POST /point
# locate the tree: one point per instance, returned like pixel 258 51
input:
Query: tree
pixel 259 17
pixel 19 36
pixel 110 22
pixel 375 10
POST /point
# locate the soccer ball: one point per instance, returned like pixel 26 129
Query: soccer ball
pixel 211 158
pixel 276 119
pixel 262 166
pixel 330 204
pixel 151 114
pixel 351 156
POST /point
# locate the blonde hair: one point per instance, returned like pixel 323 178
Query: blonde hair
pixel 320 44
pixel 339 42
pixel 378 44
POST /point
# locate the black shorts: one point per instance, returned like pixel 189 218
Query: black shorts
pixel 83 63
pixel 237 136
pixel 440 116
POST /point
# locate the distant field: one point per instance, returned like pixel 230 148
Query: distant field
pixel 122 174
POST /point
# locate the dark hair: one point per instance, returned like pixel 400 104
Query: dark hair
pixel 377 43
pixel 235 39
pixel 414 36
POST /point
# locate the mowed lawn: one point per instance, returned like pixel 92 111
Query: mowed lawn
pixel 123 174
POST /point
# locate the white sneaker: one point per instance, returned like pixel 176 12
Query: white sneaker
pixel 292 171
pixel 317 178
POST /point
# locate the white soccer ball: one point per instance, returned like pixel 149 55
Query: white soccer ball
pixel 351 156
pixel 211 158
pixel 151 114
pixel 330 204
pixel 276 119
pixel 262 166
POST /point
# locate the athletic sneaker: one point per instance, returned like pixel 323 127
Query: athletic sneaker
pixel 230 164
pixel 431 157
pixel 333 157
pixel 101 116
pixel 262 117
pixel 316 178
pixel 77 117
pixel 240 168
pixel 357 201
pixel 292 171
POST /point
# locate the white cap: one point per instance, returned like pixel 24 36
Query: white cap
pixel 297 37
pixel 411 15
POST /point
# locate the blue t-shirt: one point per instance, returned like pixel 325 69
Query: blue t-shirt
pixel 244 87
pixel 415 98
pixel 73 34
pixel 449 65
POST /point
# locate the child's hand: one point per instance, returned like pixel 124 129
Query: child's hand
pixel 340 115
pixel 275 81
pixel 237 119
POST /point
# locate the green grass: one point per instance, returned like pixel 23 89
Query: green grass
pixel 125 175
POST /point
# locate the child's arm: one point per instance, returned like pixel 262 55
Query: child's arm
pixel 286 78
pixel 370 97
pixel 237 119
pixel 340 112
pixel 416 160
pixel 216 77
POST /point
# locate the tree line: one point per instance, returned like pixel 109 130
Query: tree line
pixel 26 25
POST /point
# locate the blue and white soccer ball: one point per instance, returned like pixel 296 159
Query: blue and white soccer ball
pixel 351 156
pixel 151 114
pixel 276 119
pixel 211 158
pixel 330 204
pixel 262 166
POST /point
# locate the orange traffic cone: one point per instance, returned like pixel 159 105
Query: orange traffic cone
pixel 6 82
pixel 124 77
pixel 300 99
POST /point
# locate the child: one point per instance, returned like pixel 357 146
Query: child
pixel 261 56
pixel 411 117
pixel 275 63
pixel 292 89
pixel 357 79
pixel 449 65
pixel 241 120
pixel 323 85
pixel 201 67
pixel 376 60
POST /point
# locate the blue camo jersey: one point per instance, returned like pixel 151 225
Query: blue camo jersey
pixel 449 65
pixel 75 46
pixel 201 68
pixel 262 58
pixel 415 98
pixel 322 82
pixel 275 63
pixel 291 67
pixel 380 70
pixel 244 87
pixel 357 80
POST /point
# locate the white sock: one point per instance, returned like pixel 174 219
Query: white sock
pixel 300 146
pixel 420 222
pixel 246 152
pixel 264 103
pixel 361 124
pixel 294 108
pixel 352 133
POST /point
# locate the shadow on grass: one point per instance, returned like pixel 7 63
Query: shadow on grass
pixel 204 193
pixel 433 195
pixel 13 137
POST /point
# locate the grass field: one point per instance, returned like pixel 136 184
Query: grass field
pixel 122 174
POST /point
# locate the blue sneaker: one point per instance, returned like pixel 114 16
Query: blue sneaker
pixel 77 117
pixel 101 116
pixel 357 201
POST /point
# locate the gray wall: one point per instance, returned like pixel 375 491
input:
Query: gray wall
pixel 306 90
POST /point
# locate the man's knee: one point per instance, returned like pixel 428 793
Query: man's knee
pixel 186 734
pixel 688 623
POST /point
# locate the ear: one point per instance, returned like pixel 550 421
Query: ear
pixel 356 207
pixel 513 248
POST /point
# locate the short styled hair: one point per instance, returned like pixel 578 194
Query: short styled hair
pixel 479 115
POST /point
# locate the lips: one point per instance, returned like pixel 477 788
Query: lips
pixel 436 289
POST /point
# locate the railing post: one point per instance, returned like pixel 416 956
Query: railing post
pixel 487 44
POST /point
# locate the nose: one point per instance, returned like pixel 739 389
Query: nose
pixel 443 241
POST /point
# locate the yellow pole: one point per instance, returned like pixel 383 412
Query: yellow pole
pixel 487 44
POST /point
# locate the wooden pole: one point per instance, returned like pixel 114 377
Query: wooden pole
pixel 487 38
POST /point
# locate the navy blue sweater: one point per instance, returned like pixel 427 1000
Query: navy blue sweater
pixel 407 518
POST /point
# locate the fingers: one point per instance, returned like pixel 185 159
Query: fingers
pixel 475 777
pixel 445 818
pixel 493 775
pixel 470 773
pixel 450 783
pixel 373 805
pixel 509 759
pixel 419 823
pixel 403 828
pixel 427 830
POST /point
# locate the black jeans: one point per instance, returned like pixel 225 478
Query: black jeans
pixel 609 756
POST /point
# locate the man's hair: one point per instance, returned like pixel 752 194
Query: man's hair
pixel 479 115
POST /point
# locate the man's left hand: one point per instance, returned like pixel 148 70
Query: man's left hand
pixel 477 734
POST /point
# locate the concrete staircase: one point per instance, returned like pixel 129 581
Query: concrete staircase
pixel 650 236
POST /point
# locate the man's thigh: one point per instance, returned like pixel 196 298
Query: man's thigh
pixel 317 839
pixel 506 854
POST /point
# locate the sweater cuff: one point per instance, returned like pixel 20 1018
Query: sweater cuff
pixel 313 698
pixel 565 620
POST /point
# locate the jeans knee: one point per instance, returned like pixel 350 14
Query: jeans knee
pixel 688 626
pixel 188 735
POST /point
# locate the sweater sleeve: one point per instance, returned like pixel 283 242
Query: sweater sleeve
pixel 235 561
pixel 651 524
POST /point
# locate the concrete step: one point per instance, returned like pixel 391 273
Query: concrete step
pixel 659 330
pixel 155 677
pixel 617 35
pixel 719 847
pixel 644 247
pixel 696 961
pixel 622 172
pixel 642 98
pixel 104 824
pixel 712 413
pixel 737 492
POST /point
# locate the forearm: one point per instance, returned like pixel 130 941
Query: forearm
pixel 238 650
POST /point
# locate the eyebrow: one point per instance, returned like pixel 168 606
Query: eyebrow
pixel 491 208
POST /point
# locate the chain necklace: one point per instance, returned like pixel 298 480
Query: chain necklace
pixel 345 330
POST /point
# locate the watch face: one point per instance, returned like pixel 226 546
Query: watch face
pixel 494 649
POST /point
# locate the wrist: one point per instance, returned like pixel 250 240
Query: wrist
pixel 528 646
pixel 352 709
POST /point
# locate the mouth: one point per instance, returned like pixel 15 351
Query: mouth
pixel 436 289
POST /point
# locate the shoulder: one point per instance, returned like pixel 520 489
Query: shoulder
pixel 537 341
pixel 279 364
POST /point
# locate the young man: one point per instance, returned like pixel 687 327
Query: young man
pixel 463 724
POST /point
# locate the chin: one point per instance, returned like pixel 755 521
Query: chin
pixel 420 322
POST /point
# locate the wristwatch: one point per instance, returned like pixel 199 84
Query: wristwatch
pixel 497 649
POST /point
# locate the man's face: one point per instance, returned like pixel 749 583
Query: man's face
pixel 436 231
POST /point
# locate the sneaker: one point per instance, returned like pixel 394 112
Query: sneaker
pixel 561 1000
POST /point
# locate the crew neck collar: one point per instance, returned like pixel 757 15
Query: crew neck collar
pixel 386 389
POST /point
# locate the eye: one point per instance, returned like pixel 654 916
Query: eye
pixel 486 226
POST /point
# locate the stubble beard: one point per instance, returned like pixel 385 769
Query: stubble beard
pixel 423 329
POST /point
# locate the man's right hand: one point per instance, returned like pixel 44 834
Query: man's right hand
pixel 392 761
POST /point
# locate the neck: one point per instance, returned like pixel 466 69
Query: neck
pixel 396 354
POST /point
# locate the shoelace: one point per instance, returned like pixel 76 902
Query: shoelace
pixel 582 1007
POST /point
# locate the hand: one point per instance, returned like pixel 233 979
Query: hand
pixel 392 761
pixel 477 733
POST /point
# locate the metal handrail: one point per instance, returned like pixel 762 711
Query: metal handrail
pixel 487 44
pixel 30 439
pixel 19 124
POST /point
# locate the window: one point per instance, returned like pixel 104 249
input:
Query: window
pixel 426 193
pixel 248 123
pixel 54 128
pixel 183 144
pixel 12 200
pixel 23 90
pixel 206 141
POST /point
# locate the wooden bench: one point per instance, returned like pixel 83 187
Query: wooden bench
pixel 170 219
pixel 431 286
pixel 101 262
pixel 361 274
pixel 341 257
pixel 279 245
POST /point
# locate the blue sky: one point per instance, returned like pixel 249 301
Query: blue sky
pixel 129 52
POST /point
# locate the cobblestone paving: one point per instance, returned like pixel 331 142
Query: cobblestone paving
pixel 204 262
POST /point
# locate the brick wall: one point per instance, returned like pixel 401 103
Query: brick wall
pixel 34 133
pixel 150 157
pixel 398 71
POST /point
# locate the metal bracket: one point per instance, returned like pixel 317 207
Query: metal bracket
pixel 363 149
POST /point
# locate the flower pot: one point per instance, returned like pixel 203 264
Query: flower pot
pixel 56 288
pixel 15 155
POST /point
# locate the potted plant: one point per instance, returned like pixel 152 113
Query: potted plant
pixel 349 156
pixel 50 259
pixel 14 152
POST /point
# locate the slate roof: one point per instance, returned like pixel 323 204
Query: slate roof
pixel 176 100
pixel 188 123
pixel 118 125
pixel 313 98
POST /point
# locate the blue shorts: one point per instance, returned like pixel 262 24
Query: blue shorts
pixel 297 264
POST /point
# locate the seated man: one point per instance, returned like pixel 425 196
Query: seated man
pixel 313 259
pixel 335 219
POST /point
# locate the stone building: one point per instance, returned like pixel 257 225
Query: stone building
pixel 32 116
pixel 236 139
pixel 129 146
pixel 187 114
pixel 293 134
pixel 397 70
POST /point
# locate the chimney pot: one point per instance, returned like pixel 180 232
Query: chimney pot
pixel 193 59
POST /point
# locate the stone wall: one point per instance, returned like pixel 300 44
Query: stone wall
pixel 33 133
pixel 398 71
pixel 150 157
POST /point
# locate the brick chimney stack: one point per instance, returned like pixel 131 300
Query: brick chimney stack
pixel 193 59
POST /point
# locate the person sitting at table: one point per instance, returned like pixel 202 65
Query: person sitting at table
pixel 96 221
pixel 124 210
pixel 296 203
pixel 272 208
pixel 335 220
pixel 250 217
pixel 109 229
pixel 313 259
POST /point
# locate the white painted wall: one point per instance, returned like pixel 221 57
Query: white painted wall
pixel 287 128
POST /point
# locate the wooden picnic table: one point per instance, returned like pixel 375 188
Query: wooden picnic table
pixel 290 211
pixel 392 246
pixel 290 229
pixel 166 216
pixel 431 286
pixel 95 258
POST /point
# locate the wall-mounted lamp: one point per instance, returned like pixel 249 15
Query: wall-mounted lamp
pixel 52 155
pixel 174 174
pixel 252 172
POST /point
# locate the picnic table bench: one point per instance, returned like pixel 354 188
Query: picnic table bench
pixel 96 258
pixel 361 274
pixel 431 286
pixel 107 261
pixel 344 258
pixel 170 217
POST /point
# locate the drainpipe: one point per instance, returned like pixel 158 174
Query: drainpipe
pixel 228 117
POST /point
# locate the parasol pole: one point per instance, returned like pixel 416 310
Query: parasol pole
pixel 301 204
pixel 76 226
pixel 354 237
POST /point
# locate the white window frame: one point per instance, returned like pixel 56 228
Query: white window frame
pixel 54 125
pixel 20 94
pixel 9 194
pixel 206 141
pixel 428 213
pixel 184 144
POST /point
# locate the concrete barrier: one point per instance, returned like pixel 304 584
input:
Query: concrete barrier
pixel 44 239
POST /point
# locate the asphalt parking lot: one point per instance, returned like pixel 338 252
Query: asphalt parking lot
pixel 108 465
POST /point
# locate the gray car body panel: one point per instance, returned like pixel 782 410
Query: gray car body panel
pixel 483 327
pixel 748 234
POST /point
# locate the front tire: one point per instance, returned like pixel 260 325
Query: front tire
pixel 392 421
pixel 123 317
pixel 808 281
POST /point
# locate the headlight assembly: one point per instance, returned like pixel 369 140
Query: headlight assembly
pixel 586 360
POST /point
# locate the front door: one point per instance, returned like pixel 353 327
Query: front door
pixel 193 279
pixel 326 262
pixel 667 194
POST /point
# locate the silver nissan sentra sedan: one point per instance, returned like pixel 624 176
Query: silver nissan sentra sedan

● ● ● ● ● ● ●

Rewrite the records from the first line through the line with "pixel 440 116", changing "locate" to "find" and leaving everything else the same.

◆ **Reply to the exercise**
POST /point
# find the tree: one point per instance, returned like pixel 258 51
input:
Query: tree
pixel 259 17
pixel 19 36
pixel 110 22
pixel 375 10
POST /point
# find the soccer ball: one point per instance, returned like pixel 26 129
Query: soccer ball
pixel 211 158
pixel 276 119
pixel 262 166
pixel 330 204
pixel 151 114
pixel 351 156
POST /point
# find the blonde hair: one point per instance, returned like pixel 323 178
Query: blonde hair
pixel 320 44
pixel 339 42
pixel 378 44
POST /point
# find the black shorts: one point per instance, returned like pixel 189 218
Query: black shorts
pixel 83 63
pixel 237 136
pixel 440 116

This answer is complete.